- Work to be completed:
Exactly as they appear, please output the lines from the one with "Target: red bush" through the end of the material, without pictures.
*** Opening of Data excerpts ***
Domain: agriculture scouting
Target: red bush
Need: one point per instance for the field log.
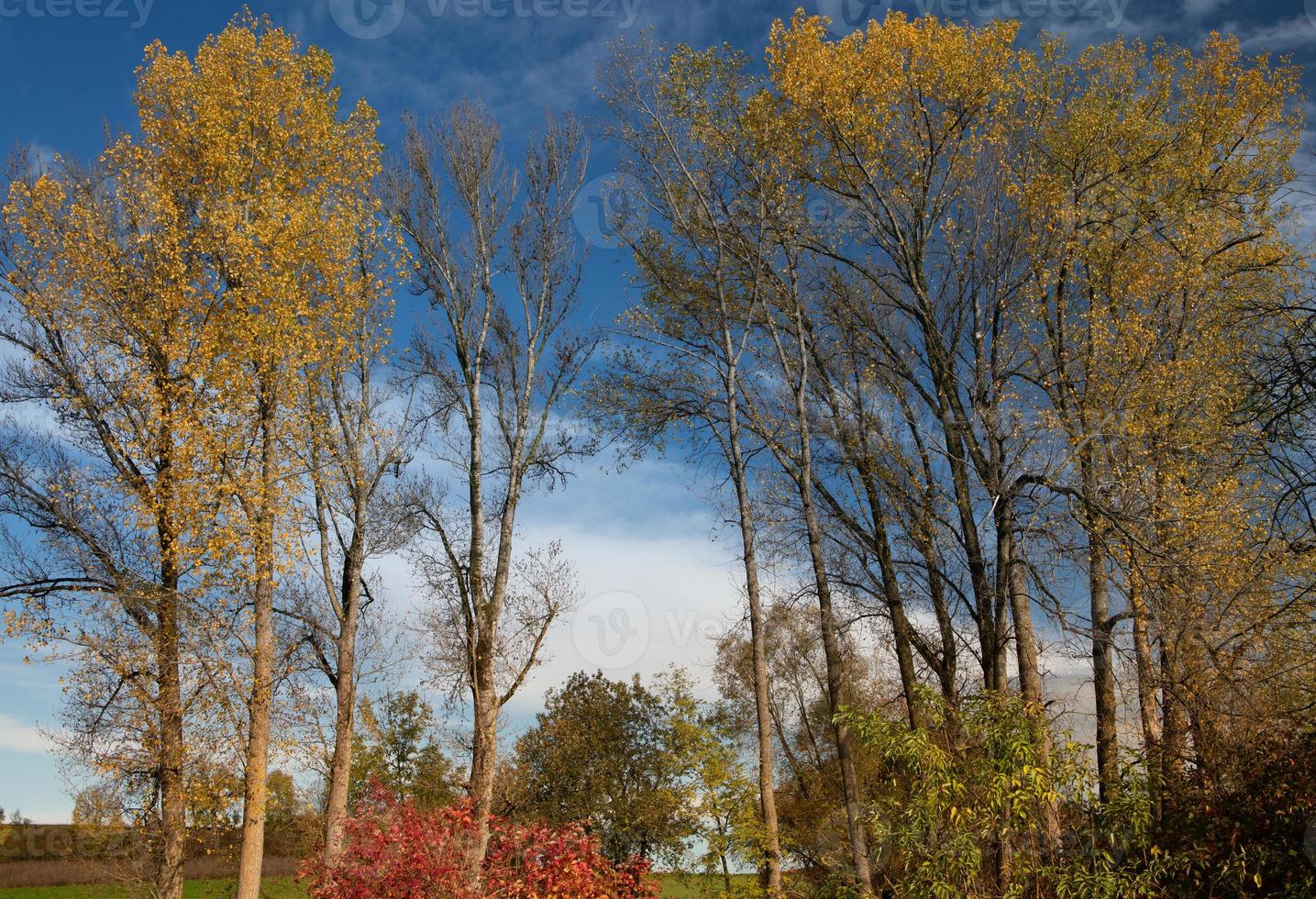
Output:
(396, 850)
*** Close of Data excerpts ***
- Result of this exercise:
Target: red bush
Need: one point per instance for the field log.
Output:
(396, 850)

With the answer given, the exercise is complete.